** BEGIN **
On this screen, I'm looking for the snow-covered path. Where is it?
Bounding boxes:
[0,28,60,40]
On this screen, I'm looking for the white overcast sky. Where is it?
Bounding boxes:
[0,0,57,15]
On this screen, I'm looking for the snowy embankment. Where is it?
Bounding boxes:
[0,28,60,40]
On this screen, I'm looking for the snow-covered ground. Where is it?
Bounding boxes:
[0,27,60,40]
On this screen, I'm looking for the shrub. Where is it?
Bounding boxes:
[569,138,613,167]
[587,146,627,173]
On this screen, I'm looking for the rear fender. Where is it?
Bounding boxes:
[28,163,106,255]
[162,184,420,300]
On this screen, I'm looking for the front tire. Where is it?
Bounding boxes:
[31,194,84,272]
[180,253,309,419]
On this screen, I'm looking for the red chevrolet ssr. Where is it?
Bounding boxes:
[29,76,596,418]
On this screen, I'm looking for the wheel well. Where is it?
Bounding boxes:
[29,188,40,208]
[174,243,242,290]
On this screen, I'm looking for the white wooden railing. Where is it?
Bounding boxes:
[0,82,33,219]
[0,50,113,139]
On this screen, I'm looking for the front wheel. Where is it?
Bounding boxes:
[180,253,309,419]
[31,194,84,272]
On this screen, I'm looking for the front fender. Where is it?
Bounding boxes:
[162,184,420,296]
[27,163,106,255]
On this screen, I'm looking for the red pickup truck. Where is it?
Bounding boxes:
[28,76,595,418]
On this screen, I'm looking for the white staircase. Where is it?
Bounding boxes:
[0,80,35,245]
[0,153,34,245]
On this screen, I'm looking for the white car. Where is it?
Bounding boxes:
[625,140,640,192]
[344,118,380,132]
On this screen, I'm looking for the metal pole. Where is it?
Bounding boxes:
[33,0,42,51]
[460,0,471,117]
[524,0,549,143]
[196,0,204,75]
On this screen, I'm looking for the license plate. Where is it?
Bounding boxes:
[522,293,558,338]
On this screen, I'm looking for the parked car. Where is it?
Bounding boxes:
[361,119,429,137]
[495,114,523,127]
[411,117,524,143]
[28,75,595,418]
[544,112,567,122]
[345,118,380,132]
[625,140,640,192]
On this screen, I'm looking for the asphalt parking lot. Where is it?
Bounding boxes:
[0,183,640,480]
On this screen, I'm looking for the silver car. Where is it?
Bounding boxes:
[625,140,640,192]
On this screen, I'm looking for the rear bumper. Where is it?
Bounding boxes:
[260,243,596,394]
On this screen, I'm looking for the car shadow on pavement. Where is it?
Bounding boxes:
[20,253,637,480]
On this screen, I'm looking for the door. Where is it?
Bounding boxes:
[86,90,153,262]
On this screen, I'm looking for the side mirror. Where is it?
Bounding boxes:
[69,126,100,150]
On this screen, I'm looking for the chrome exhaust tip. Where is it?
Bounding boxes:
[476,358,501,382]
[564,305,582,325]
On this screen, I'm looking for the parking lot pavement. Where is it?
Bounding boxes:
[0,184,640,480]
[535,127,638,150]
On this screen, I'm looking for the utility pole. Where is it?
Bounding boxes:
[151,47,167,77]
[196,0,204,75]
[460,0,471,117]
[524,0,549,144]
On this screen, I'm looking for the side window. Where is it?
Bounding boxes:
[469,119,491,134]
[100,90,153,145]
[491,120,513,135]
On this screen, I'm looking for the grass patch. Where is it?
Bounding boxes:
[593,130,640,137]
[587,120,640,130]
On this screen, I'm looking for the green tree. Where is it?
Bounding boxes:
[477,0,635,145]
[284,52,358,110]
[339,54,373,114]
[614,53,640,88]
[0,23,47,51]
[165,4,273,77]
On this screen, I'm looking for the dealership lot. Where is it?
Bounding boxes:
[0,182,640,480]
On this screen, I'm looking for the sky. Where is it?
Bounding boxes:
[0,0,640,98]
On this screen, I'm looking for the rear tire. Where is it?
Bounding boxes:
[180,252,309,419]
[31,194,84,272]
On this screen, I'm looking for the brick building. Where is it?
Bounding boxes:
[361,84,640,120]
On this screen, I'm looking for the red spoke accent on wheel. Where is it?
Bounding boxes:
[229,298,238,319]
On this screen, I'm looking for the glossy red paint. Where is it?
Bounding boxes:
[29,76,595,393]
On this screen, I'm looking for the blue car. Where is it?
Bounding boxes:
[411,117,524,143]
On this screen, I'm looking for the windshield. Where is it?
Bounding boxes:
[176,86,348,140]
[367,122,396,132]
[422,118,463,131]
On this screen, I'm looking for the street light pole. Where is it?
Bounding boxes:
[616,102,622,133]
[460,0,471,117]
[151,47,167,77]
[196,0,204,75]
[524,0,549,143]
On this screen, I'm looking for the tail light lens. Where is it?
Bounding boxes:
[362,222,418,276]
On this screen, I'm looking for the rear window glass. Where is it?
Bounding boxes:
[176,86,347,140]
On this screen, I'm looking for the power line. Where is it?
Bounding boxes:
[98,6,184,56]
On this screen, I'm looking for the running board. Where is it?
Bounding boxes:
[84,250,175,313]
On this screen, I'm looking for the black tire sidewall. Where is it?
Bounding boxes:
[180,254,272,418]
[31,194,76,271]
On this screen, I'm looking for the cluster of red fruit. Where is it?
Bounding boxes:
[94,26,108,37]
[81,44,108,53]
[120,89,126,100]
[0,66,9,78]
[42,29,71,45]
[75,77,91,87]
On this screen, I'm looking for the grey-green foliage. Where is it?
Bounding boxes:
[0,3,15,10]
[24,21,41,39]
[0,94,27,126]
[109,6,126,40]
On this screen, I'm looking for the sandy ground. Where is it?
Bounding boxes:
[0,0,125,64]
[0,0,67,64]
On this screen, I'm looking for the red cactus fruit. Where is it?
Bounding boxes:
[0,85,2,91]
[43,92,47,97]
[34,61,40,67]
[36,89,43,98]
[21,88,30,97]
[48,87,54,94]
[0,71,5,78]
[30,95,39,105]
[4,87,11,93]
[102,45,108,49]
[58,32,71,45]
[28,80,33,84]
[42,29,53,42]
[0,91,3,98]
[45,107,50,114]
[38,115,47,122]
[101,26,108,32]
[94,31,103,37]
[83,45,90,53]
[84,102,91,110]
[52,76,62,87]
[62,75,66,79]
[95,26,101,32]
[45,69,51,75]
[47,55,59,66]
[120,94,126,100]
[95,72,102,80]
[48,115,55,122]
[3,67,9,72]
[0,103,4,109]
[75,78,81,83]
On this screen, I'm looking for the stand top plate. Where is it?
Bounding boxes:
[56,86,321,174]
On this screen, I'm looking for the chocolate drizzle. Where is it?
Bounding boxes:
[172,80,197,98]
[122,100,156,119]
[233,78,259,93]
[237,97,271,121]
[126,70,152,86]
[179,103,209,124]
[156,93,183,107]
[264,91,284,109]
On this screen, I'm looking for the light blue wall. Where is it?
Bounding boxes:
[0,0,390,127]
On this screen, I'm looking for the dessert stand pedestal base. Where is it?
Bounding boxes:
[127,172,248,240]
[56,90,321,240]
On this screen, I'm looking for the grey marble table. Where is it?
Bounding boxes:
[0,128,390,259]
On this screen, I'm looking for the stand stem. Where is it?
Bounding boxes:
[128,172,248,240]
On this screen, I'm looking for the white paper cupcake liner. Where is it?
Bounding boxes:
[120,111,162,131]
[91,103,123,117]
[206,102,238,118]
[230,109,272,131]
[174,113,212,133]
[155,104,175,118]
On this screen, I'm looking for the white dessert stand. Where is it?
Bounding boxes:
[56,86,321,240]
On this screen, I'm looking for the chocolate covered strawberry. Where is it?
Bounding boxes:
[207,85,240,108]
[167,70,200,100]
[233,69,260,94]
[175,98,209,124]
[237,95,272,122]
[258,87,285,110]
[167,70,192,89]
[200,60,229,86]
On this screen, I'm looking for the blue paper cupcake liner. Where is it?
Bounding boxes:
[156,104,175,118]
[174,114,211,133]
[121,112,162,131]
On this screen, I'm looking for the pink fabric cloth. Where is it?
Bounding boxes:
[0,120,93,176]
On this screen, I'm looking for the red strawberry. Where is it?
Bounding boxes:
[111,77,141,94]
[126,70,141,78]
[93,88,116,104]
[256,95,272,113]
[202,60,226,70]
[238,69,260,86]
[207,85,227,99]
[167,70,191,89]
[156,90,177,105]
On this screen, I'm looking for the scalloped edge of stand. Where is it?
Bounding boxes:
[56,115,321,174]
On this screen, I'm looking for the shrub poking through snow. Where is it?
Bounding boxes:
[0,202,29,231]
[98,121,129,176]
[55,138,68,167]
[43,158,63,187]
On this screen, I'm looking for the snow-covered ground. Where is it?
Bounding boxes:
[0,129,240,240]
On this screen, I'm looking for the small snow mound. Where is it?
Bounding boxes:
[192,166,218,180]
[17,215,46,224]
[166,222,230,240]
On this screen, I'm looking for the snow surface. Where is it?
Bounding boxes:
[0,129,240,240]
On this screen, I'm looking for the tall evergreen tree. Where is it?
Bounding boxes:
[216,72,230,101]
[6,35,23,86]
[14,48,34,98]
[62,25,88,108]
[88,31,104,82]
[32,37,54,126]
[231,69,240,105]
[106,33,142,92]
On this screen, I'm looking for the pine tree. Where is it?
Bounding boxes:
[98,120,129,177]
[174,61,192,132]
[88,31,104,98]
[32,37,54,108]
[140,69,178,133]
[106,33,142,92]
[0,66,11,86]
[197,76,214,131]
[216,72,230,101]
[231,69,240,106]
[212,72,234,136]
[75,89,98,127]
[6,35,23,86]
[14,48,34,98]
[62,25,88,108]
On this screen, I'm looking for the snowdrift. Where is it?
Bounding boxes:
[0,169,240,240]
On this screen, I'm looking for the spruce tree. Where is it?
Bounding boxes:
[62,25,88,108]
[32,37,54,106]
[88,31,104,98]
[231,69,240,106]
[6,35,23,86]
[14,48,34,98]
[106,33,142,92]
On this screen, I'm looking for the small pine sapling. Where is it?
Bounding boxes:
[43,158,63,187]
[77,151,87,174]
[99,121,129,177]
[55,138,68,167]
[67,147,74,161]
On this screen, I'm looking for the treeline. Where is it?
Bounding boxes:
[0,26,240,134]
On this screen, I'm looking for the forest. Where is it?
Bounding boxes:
** END **
▶ **What the task asks**: Copy out verbatim the rows above, from the line containing "On this screen, I'm looking for the shrub." through the line containing "[0,153,34,245]", including both of those lines.

▶ **Finished answer**:
On this screen, I'm looking for the shrub. Where is it?
Bounding boxes:
[569,138,613,167]
[587,146,627,173]
On this screen, I'm looking for the rear fender. Where is it?
Bounding boxes:
[28,163,106,255]
[162,184,420,300]
On this screen, I'm looking for the front tire. Where is it?
Bounding boxes:
[31,194,84,272]
[180,253,309,419]
On this screen, I'm looking for the red chevrolet ssr. Where is it?
Bounding boxes:
[29,76,596,418]
On this screen, I'm looking for the wheel well. Where is it?
Bounding boxes:
[29,188,40,208]
[174,243,242,290]
On this screen, I'm looking for the white wooden railing. Where is it?
Bounding boxes:
[0,82,33,219]
[0,50,113,139]
On this screen, I'm looking for the front wheel. Where is it?
Bounding boxes:
[180,253,309,419]
[31,194,84,272]
On this screen, I'm looking for the front fender. Where is it?
Bounding boxes:
[162,184,420,296]
[27,163,106,255]
On this screen, I'm looking for the red pickup truck. Where is it?
Bounding boxes:
[28,76,595,418]
On this screen, I'm looking for the white staircase. Where is it?
Bounding boxes:
[0,80,35,245]
[0,153,34,245]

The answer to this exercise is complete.